Exercise brief: Could you copy the data that follows exactly as written, but drop the pictures?
-- Extracted records follows --
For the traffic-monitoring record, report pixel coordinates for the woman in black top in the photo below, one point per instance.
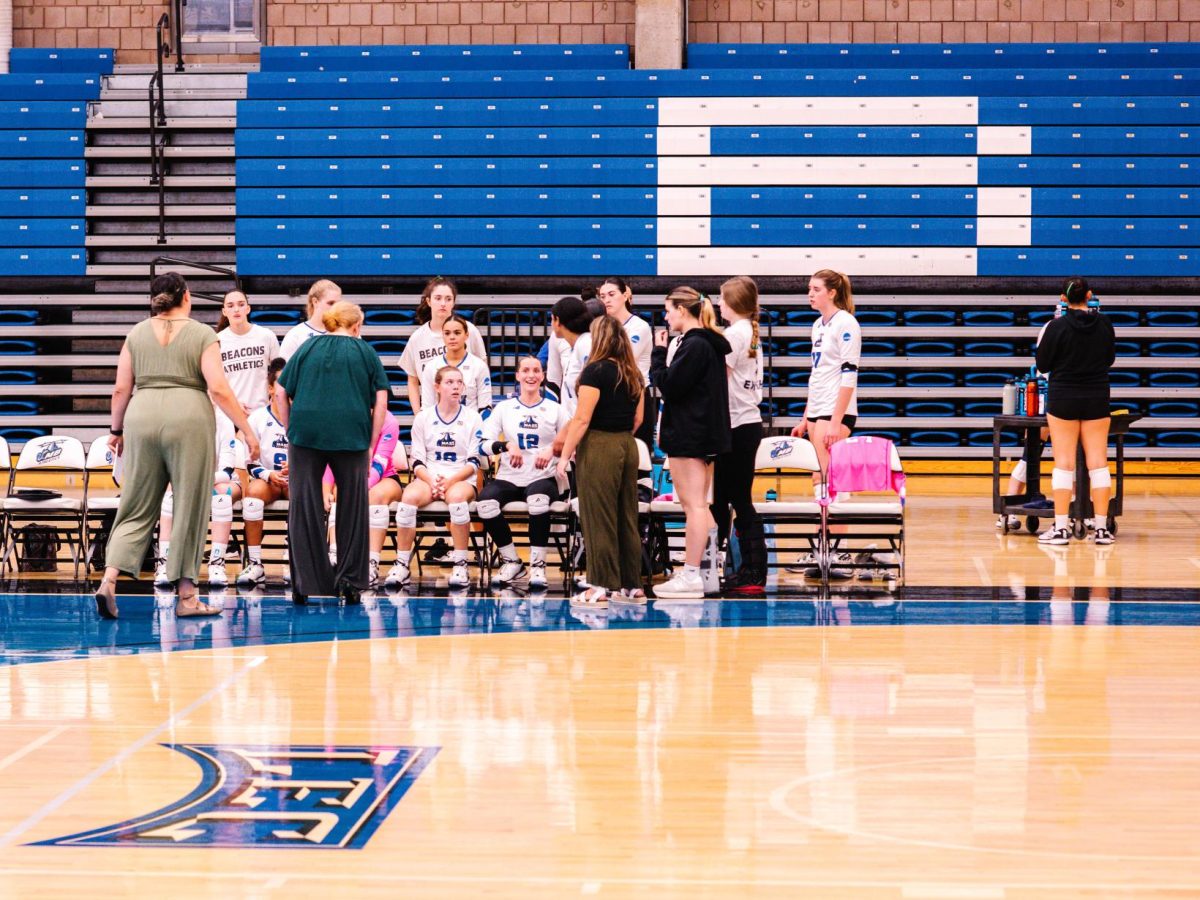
(609, 412)
(1077, 351)
(695, 430)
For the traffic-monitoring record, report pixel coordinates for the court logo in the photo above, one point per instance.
(252, 796)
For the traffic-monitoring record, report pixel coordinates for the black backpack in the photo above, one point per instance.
(39, 549)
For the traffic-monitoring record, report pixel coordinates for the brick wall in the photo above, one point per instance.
(129, 24)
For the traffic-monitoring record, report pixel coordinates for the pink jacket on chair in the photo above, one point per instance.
(863, 465)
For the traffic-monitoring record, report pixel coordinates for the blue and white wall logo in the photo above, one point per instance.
(298, 797)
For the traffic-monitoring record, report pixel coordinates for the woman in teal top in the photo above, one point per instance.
(334, 397)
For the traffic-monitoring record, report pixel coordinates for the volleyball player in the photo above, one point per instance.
(445, 438)
(528, 424)
(322, 297)
(437, 305)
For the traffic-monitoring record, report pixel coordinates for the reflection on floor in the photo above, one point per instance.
(43, 627)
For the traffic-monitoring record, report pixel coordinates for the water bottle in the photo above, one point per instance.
(1008, 399)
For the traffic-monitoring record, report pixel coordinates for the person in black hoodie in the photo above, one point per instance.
(1077, 351)
(695, 430)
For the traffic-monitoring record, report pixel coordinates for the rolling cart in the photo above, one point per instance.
(1081, 507)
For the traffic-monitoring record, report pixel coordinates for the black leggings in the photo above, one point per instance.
(505, 492)
(732, 485)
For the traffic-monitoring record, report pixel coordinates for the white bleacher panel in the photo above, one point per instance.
(1003, 232)
(1005, 139)
(958, 262)
(819, 111)
(690, 141)
(684, 231)
(685, 202)
(1005, 202)
(813, 171)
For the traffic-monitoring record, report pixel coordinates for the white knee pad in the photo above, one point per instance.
(377, 516)
(489, 509)
(460, 514)
(222, 508)
(252, 509)
(406, 515)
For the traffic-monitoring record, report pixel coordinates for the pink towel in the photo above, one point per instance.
(863, 465)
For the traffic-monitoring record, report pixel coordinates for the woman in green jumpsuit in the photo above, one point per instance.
(174, 363)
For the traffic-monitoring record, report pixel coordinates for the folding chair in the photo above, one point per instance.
(795, 521)
(99, 511)
(49, 454)
(859, 465)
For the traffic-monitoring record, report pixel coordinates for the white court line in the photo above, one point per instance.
(31, 747)
(984, 579)
(48, 808)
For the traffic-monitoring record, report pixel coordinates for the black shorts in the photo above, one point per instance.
(1079, 406)
(847, 420)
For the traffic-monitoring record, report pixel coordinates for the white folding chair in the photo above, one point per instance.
(49, 454)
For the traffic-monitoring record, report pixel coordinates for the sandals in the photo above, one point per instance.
(106, 603)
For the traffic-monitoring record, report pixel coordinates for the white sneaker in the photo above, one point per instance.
(682, 587)
(510, 571)
(538, 575)
(253, 574)
(160, 574)
(399, 576)
(460, 577)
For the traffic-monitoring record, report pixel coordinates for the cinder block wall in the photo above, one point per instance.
(129, 24)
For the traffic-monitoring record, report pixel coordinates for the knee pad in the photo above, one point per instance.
(406, 515)
(252, 509)
(460, 514)
(222, 508)
(377, 516)
(489, 509)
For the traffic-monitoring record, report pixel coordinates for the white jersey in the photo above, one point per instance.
-- Extracted records concluded --
Answer below:
For the traffic-monitoring record, report pixel coordinates for the woman in black top in the photo below, one point per instance.
(609, 412)
(1077, 351)
(695, 430)
For the traffic-monitoring record, report pixel coordinates for the court logo in the photo above, one point per instance.
(252, 796)
For the traffic-monitoring record, report pixel coordinates for the black backpack in the photo above, one point per instance.
(39, 549)
For the traffic-monitoring record, report pixel coordinates for the brick wall in the photo above, one point per instance.
(129, 24)
For the traffic-monitoring record, report pixel coordinates for the pink jacket on chair in the photo above, one point per instance.
(863, 465)
For the traffic-monitoring record, report pixel coordinates for the blue and white wall logo in the photo above, one point per instance.
(298, 797)
For the traffic-monitoring record, report pixel coordinates for the woman in teal top in the photo above, one point per instance.
(334, 397)
For the traffic-monitoring record, report pixel coordinates for the volleyball player in the photo above, one point per instance.
(445, 438)
(528, 424)
(322, 297)
(437, 305)
For the traffic-monitoring record, report pixel coordinates for the reflection on floor in the photo above, one point per instance.
(43, 627)
For the traffic-monitoring record, report pixel coordinates for the water bottle in the photo above, one point per instance.
(1008, 399)
For the traffic-monitoring record, report pixel coordinates for the person in black hoodie in the photo above, one point per instance.
(1077, 351)
(695, 430)
For the traffic-monitoring record, report pixel coordinates for the rolling cart in the photo above, one point per instance.
(1081, 507)
For the traffic-monitoring record, report pixel coordinates for the black leggings in the photo above, one point per instance.
(505, 492)
(732, 485)
For the traffic-monitoring record, report pixel coordinates for the white bleacher panel in the photo above, one point per instance.
(1003, 232)
(1005, 139)
(958, 262)
(819, 111)
(690, 141)
(684, 231)
(685, 202)
(1005, 202)
(813, 171)
For the traffic-monitoring record, report pixel coordinates for the white knee pad in the photo above, one point per instance.
(377, 516)
(489, 509)
(460, 514)
(222, 508)
(252, 509)
(406, 515)
For the traffic-monitoring record, report pixel coordinates for the pink towel in the photo above, one point per instance.
(863, 465)
For the traffic-monitoring record, report pixel coordinates for the woman in green jumpsuit in the photo above, one point per instance.
(174, 363)
For the traffic-monitoring record, report pixel coordinates for the folding chair in the photo above, one point per instance.
(795, 521)
(99, 511)
(49, 454)
(859, 465)
For the traffic-monitoring record, report pixel coordinates for the white court line in the photo above, one point per instance.
(31, 747)
(984, 579)
(48, 808)
For the traffic-monitoring record, report pixel coordinates for the black shorts in the photo above, one point per instance.
(1079, 406)
(847, 420)
For the traffic-monitoring record, report pixel coordinates for the white folding chair in the photo above, one point per instance.
(49, 454)
For the traffic-monitoring record, report pixel coordinates for the sandals in the photo above, one point per instance.
(106, 603)
For the traffic-monitoring record, report pixel coordinates for the white sneaker in the photo above, one point per instance.
(682, 587)
(510, 571)
(538, 575)
(253, 574)
(160, 574)
(399, 576)
(460, 577)
For the traffic-monitoring record, report pixel coordinates for the cinder block wall in the photo above, one point per instance.
(129, 24)
For the traffic-monitoring record, report pixel coordinates for the knee pad in the photo above, one point per instance.
(406, 515)
(252, 509)
(460, 514)
(222, 508)
(377, 516)
(489, 509)
For the traffic-monitoring record, report pixel coordinates for the white jersey in the photo above, one point per instance.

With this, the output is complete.